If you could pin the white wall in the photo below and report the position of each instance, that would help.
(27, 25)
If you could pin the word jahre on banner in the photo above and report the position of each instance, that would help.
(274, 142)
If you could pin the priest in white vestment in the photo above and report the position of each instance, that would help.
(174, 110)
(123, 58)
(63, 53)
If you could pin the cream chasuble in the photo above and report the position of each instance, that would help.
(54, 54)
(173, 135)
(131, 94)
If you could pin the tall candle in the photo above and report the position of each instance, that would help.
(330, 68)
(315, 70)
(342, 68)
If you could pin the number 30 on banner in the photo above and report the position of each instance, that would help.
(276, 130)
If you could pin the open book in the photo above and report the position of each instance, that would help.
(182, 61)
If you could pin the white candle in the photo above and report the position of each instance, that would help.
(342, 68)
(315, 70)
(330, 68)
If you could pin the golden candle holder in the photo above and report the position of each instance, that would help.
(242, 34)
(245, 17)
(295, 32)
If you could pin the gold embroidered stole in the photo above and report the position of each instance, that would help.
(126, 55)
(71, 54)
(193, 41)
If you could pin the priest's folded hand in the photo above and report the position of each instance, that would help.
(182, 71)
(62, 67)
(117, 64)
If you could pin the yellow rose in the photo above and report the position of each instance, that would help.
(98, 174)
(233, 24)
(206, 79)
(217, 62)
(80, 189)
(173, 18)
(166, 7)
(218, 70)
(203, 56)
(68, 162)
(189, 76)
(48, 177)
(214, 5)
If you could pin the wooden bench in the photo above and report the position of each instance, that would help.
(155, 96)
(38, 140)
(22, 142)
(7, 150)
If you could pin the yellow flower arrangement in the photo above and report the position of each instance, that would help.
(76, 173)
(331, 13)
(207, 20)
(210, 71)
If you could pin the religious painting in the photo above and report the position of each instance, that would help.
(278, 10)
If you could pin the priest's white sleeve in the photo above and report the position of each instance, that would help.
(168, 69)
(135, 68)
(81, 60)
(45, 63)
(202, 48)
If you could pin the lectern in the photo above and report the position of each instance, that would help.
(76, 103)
+++++
*To be done:*
Copy out every line from the one containing "If you could pin the wooden" through the last of the rows above, requests included, and add -84 to each coordinate value in the answers.

*Output of the task:*
If you could pin the wooden bench in the photo above and report the position of each instance, that would help.
(71, 12)
(-46, 56)
(-62, 58)
(-77, 66)
If you could pin the yellow flower arrangement in the photo above and report the position of each instance, that would help.
(-8, 89)
(247, -71)
(123, -64)
(126, -13)
If you could pin the religious painting in the photo above and report the position of each instance, that would help.
(194, -74)
If you could pin the priest's white sleeve in the photo above and report the position of each instance, that would help.
(84, -15)
(51, -16)
(-3, -24)
(-39, -21)
(118, -36)
If you could pin the lectern in the photo above and report the position of each instance, that would help.
(-8, 19)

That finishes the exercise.